WHAT IS EXPECTED:
Write out, word for word, only the lines from the one containing "Task: where can the player's bare" through the final line of the data.
## start DATA RECORDS
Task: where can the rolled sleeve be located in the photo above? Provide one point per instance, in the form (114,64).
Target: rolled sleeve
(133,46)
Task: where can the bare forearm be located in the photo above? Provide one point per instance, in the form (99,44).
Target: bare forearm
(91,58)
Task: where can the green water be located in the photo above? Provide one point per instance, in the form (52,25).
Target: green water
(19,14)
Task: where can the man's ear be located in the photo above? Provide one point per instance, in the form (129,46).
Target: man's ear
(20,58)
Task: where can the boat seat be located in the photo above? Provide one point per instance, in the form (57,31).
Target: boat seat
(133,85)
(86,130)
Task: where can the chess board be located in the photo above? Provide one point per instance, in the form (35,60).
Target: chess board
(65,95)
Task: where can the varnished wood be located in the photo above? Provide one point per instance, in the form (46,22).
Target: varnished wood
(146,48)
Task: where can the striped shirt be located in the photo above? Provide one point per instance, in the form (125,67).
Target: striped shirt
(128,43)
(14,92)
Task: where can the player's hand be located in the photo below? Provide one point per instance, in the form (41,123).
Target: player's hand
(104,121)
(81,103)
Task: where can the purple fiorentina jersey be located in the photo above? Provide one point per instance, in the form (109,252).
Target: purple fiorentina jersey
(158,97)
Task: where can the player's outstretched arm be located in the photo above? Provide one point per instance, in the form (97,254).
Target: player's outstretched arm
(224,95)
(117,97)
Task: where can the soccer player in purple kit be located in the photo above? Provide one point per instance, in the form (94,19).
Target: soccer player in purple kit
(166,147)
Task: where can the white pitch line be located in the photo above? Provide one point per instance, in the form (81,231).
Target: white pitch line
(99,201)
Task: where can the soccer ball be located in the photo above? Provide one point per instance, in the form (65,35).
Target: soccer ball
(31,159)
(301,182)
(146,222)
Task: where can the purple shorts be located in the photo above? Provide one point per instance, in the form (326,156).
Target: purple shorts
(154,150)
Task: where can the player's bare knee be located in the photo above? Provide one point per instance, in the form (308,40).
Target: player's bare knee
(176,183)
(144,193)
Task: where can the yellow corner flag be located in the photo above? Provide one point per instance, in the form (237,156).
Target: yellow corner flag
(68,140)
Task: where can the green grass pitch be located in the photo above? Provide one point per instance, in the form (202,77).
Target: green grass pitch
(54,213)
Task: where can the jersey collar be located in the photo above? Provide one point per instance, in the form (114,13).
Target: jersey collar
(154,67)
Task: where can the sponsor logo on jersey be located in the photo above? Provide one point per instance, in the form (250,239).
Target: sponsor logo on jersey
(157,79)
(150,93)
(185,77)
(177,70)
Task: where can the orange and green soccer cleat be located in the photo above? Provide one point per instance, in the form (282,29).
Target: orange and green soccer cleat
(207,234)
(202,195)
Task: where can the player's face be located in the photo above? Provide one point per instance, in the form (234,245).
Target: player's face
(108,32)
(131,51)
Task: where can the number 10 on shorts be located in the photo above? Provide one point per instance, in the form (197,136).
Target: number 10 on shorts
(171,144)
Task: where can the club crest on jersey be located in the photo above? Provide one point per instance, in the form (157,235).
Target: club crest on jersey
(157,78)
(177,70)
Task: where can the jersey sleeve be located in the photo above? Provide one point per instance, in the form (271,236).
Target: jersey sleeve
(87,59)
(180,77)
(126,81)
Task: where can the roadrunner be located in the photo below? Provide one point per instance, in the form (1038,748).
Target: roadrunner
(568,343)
## end DATA RECORDS
EXERCISE RESPONSE:
Task: where can the player's bare knee be located in the photo above? Provide one point per instance, in the form (308,40).
Target: player's bare knee
(176,183)
(144,193)
Task: where can the yellow corner flag be located in the photo above? Provide one point per instance, in the form (237,156).
Target: yellow corner flag
(68,140)
Task: where can the green grass pitch be located in the photo above? Provide one point per instance, in the form (202,77).
Target: green grass pitch
(54,213)
Task: where can the jersey collar be located in the photo above? Provide one point per instance, in the form (114,13).
Target: jersey collar
(154,67)
Task: where can the sponsor logo on jersey be located in the photo above? Provide one point per instance, in the form (250,239).
Target: sponsor logo on jersey
(157,79)
(150,93)
(185,77)
(177,70)
Task: where can the orange and green soccer cleat be located in the photo above? Provide one point per instance, in the form (282,29).
Target: orange and green soccer cleat
(207,234)
(202,195)
Task: where can the player's face be located in the photo above? Provide one point per instance, in the form (234,245).
Target: player's face
(108,32)
(131,51)
Task: where can the number 10 on shorts be located in the photo above? Provide one point per instance, in the form (197,136).
Target: number 10 on shorts
(171,144)
Task: where can the club crest on jersey be located in the photo above? Provide one point per instance, in the form (157,235).
Target: club crest on jersey
(157,78)
(177,70)
Task: where can the jersey sleeve be located in the photo above? Provide one point per instance, in the form (271,236).
Target: jersey sleeve
(87,59)
(180,77)
(126,81)
Task: where can the roadrunner be located in the photo below? Provide one point per instance, in the form (1038,748).
Target: roadrunner
(568,343)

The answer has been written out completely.